Source:
# My butcher is messing with me.



## PoukieBear (Aug 31, 2019)

My butcher shop is a family run business, and “my” butcher and I have bonded over the summer over our common grievances of being in this hobby/business and having people sometimes treat us like a joke.  (He’s a 18-19 year old “kid” in a career dominated by older men)

Anyhow, we’ve got a good relationship, and we always tag each other in our online posts.  Yesterday he posted that the shop has several suckling pigs that he was going cut down, and asked if I had anything planned for the smoker this weekend.

I told him I had an empty smoker, and I’ll let him have “butcher’s choice” on what goes in it.

I went in today to see what he was going to give me, thinking it would be pork.  

NOPE!  That little bugger gave me a lamb shoulder!!!  LOL he knows he’s messing with me, but I’m not going to let him think he’s bested me.

So, I now have a beautiful lamb shoulder with no clue what to do with it.  Help!!!


----------



## 6GRILLZNTN (Aug 31, 2019)

You could always try pulled lamb.


----------



## PoukieBear (Aug 31, 2019)

5GRILLZNTN said:


> You could always try pulled lamb.

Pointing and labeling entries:
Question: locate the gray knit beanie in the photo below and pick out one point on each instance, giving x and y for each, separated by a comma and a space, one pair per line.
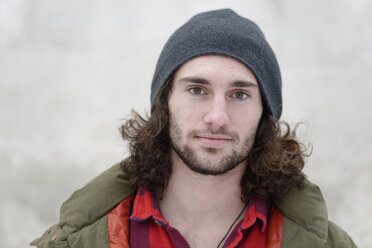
226, 33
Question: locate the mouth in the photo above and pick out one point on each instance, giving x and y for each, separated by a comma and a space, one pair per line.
213, 141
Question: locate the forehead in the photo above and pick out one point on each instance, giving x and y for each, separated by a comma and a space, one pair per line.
215, 67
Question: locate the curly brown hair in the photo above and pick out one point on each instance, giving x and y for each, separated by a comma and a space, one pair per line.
275, 157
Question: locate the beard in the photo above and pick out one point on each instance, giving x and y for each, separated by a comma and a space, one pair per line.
203, 165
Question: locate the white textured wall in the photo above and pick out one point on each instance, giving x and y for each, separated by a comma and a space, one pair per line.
71, 70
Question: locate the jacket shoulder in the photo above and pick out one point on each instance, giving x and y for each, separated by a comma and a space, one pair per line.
83, 216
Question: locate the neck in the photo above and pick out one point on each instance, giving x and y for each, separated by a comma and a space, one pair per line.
216, 200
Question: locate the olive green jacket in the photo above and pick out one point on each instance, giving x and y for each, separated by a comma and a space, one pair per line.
83, 217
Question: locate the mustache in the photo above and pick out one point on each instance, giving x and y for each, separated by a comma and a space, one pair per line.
220, 131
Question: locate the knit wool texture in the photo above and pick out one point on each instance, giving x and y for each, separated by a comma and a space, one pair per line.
223, 32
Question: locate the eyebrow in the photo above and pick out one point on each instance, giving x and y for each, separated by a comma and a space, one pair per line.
237, 83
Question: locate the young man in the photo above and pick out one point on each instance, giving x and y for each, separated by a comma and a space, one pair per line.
212, 165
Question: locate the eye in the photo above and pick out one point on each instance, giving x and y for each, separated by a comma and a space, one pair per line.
197, 91
240, 95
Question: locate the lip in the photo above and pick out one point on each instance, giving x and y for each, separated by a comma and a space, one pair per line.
213, 141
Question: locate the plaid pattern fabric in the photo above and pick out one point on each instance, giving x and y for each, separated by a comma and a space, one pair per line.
148, 228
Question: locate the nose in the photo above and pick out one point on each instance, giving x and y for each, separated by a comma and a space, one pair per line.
216, 116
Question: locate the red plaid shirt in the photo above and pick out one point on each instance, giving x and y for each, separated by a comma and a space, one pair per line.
149, 229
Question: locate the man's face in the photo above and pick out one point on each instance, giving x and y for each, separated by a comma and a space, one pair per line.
215, 108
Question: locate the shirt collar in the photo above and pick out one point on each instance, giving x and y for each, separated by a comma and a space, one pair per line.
146, 206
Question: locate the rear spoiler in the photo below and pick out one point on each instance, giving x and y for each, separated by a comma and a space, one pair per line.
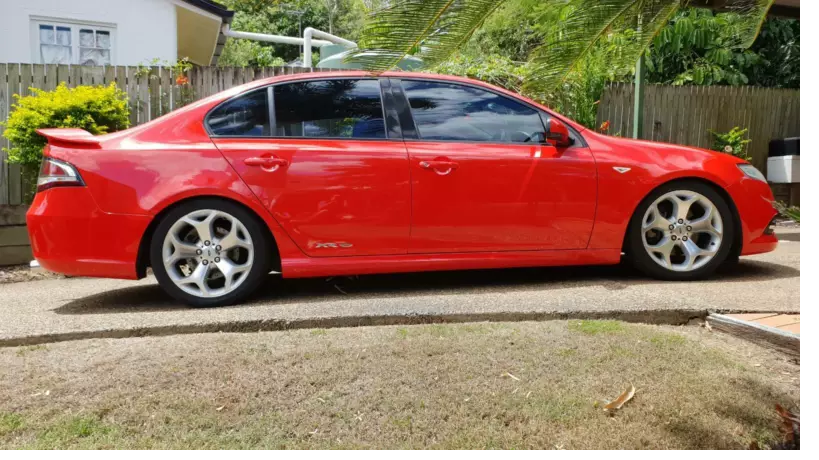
75, 136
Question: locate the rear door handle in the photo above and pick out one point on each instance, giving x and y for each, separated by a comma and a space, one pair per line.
442, 167
267, 162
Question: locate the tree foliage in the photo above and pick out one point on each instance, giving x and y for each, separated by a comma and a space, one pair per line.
434, 29
697, 47
96, 109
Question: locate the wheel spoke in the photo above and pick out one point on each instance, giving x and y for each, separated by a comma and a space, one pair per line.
706, 223
203, 227
664, 248
230, 269
181, 250
233, 239
198, 278
682, 206
657, 222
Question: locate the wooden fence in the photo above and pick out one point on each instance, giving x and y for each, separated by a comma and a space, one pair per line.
152, 92
685, 114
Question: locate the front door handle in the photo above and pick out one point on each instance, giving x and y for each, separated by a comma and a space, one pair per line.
268, 164
441, 167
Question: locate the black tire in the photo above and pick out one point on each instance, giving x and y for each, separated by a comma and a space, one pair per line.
639, 257
262, 248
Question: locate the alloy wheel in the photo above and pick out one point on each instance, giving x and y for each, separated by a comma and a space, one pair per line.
208, 253
682, 230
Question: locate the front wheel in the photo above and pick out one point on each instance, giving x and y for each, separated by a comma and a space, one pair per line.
681, 231
209, 252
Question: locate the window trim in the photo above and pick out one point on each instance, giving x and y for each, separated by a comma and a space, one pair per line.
271, 104
579, 141
35, 21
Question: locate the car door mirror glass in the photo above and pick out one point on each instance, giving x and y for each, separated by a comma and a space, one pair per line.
557, 133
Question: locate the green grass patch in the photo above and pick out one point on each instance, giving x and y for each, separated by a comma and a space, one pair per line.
10, 422
596, 326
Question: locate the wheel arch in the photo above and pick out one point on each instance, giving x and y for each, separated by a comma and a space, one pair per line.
736, 244
143, 253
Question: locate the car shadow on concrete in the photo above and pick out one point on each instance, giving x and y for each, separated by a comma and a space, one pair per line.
150, 298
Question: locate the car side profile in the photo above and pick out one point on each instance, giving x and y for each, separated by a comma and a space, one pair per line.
343, 173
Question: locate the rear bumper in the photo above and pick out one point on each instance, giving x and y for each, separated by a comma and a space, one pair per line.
71, 235
754, 201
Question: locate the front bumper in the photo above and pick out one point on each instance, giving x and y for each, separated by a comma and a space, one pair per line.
71, 235
754, 202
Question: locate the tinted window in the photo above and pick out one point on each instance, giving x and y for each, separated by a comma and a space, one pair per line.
444, 111
246, 115
329, 108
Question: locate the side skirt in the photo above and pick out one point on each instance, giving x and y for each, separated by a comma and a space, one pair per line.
367, 265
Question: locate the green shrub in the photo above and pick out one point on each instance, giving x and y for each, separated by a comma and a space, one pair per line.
788, 212
732, 142
96, 109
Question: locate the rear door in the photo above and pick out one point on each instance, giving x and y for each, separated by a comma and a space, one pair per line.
318, 155
483, 178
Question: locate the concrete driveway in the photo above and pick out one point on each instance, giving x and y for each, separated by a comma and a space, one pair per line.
66, 309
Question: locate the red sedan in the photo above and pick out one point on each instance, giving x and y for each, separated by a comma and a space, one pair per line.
352, 173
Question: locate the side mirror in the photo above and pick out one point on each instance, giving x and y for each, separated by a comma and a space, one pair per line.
557, 133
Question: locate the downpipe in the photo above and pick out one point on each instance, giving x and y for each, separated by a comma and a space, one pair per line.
270, 38
309, 43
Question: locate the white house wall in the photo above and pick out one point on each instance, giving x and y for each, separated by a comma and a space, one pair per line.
142, 29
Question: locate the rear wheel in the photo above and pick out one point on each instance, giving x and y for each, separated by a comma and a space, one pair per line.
209, 252
682, 231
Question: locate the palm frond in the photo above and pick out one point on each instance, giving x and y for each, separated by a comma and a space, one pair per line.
429, 29
753, 13
587, 22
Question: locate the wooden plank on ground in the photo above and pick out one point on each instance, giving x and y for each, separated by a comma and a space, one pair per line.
15, 255
785, 342
14, 236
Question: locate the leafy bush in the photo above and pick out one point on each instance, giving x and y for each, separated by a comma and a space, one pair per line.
788, 212
96, 109
732, 142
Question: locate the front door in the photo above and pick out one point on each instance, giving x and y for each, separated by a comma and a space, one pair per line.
324, 167
483, 180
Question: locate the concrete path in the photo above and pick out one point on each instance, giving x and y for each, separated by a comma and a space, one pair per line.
65, 309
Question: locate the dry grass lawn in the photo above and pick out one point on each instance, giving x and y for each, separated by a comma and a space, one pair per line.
485, 385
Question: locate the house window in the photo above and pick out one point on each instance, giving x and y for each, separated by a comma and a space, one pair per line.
70, 42
55, 44
95, 47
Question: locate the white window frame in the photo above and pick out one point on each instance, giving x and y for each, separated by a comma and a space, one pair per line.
75, 26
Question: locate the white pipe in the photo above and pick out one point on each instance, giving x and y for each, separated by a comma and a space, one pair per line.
307, 46
271, 38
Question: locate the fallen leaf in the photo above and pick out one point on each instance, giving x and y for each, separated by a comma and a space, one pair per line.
620, 401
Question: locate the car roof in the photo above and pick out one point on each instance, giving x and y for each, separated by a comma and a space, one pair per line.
322, 75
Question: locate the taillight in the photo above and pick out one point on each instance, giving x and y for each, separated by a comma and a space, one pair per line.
56, 173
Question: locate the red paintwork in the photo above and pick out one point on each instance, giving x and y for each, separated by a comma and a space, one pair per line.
498, 205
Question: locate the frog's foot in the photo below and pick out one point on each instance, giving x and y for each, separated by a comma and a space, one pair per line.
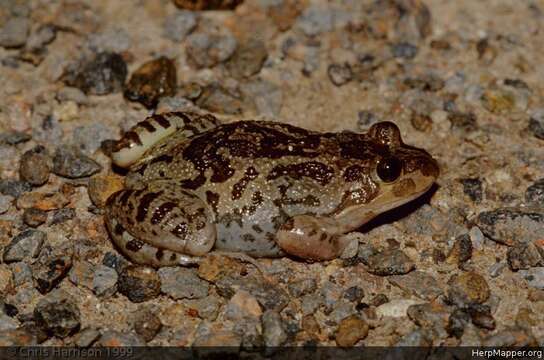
160, 225
312, 237
147, 133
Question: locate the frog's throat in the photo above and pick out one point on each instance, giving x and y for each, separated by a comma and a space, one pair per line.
390, 197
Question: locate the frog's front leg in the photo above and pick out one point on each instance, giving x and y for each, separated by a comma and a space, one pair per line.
147, 133
161, 224
312, 237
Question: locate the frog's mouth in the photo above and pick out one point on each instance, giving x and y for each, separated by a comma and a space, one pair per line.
390, 196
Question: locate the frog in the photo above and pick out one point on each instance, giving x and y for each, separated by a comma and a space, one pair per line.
265, 189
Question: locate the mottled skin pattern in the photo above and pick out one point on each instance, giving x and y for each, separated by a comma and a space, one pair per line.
253, 187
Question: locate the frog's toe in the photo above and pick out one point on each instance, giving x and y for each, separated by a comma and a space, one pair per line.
311, 238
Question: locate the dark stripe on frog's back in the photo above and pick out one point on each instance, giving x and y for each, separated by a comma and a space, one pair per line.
267, 140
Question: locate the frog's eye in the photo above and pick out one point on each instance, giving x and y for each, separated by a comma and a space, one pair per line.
389, 169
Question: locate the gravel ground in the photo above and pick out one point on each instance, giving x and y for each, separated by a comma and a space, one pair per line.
462, 79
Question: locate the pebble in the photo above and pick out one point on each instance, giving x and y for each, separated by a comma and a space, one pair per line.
467, 288
114, 338
536, 123
14, 137
302, 287
534, 195
139, 283
243, 307
104, 282
512, 336
266, 96
354, 294
26, 244
207, 307
461, 251
465, 122
34, 217
216, 98
146, 324
70, 162
419, 283
179, 25
534, 277
510, 226
104, 74
351, 330
35, 166
457, 322
498, 101
101, 186
207, 4
248, 59
481, 316
57, 314
524, 256
404, 50
86, 337
395, 308
315, 20
472, 187
151, 81
339, 74
14, 188
207, 50
182, 283
5, 203
431, 316
7, 323
52, 267
14, 32
388, 262
88, 138
22, 273
273, 330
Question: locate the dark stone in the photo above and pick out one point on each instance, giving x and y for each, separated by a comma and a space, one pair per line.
14, 137
57, 315
152, 80
524, 256
510, 226
473, 188
534, 194
70, 162
51, 268
404, 50
104, 74
34, 217
354, 294
139, 283
14, 188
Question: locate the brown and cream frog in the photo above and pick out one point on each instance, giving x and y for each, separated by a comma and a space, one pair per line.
265, 189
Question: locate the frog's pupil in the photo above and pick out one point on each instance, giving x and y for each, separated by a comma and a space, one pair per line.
389, 169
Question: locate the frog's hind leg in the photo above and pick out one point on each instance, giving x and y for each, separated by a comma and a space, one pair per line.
147, 133
312, 237
160, 225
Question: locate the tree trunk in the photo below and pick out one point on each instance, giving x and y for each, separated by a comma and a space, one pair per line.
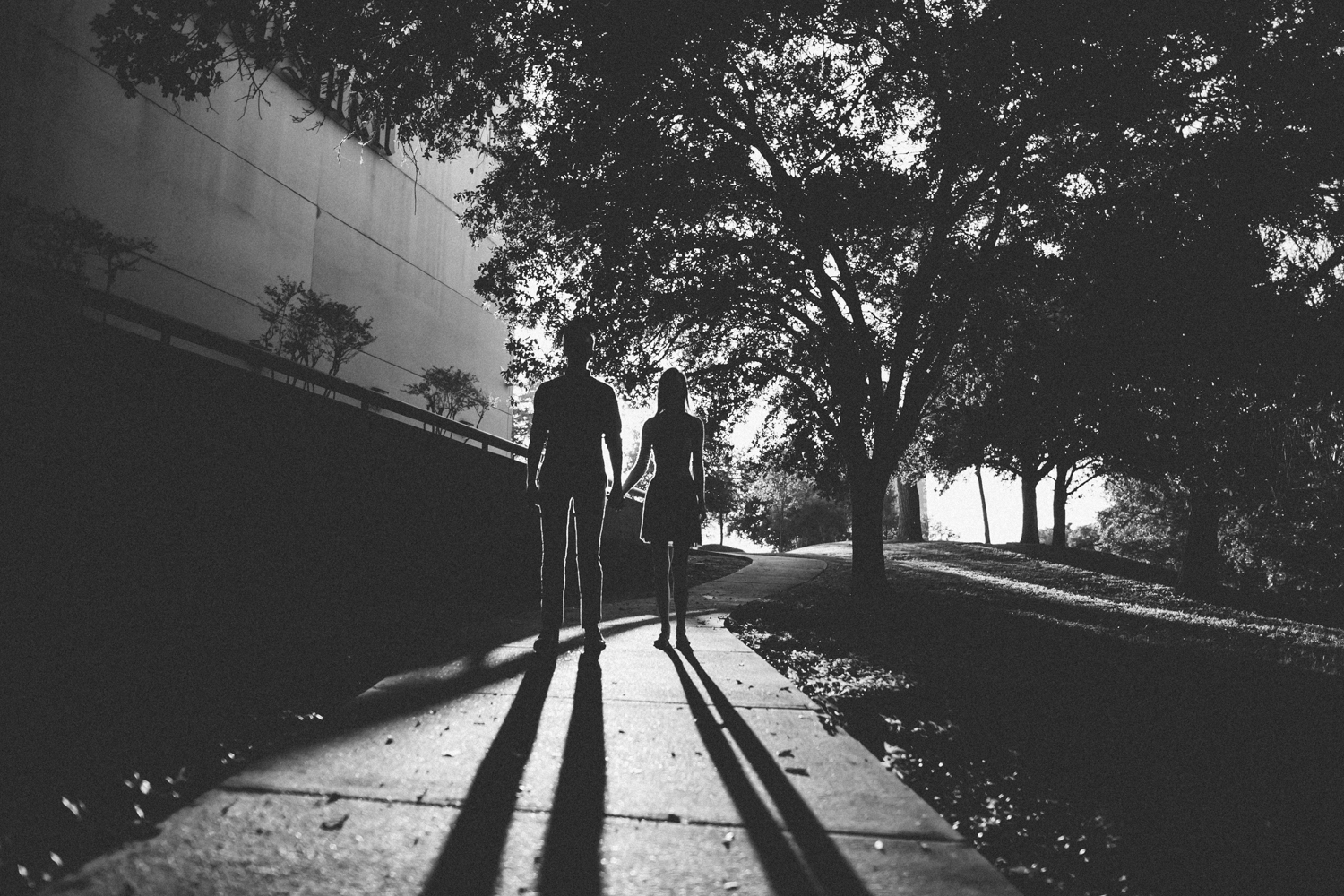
1030, 524
909, 522
867, 493
1059, 535
1199, 565
984, 508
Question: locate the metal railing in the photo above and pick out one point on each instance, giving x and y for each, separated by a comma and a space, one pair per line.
261, 362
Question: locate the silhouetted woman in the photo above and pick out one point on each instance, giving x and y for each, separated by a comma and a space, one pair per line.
674, 505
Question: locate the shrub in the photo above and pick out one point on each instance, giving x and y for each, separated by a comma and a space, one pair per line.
306, 327
449, 392
61, 244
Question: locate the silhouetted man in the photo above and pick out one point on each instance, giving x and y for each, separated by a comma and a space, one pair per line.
572, 417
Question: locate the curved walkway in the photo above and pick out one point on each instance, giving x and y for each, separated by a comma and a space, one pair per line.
644, 772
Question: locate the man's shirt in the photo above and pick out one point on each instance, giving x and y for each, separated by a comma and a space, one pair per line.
575, 410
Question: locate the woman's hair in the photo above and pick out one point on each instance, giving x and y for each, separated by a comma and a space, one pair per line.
672, 392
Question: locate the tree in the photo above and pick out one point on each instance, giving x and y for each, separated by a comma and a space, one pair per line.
720, 485
1024, 400
306, 327
62, 242
785, 509
801, 195
449, 392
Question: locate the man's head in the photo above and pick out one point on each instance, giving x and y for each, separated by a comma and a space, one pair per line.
577, 341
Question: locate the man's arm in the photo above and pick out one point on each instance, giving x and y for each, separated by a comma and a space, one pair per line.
537, 441
612, 435
698, 462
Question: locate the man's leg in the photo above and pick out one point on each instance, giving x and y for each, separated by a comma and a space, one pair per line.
589, 512
556, 512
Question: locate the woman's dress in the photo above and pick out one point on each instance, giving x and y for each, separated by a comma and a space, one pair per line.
671, 504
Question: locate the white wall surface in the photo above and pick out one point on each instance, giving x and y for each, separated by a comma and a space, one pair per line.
236, 196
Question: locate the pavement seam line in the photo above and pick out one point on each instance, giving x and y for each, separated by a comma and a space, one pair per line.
457, 804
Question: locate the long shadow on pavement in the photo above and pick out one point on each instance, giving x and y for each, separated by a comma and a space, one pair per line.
782, 868
414, 697
572, 860
470, 860
828, 866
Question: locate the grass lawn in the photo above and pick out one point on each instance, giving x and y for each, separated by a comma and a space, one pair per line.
1089, 729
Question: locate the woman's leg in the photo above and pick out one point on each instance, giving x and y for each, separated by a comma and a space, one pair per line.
663, 560
677, 559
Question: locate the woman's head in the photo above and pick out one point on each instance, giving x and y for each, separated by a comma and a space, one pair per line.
672, 392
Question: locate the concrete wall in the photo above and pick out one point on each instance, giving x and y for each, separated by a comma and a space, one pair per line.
238, 195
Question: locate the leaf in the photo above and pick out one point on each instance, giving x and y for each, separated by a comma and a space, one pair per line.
335, 825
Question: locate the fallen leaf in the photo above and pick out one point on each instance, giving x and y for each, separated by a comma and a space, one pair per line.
335, 825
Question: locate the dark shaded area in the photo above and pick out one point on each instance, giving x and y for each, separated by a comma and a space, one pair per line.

Brief 1:
According to the forum thread about the butcher's lamb shoulder, how old is the butcher?
Brief 2:
Pick up the forum thread about the butcher's lamb shoulder and carry it on from its last line.

Written reply 1:
He is 18 or 19 years old.

Written reply 2:
I think I’ll go this rough after doing some reading.  Seems easy enough, just like a pork shoulder.

Any tips on what kind of rub to use?


----------



## 6GRILLZNTN (Aug 31, 2019)

A simple SPOG, and since I'm from the South, a mustard/vinegar based sauce.  Top with a dill pickle and some potato chips.  LOL!  To be honest, I don't have any ideas when it comes to Lamb.  I never have smoked it before.


----------



## smokerjim (Aug 31, 2019)

I like tyme and oregano, salt and pepper


----------



## daveomak (Aug 31, 2019)

Oh my ??  Lucky you... Lamb is sooo good....  I like it cooked to about 130-135...   It can take some heavy spices and herbs...   The meat loves bold flavors...


----------



## pabeef (Aug 31, 2019)

If you haven't picked a wood yet I like the combo of red oak and cherry. The others have you covered on the seasoning.  Some people like lamb with a little mint jelly  a
On the side.  Good luck  and send photos. 

PABEEF


----------



## Lizard1911 (Aug 31, 2019)

I had to sign up, just to comment here  lol  
I did one if these for Easter this year.
Herbs de Provance ground up with some kosher salt.
Mix with pepper, garlic and onion powder to make a rub.
I didn't do any smoke, just on the charcoal until medium rare.
Best leg I've ever done.


----------



## chilerelleno (Aug 31, 2019)

Either would work well with your shoulder.
Baaa'd To the Bone - Leg of Lamb, lemon, herbs and spice
Herb Crusted Boneless Leg of Lamb


----------



## SecondHandSmoker (Sep 1, 2019)

Yep, smoke it just like a pork shoulder to an IT of 195F or probe tender. 
Wrap in foil at 165F.
To infuse flavor down into the meat, make several slits and then stuff with sprigs of fresh rosemary and chunks of fresh garlic in addition to good old fashioned SPOG rub.
Lamb smoked with cherry wood is the bomb.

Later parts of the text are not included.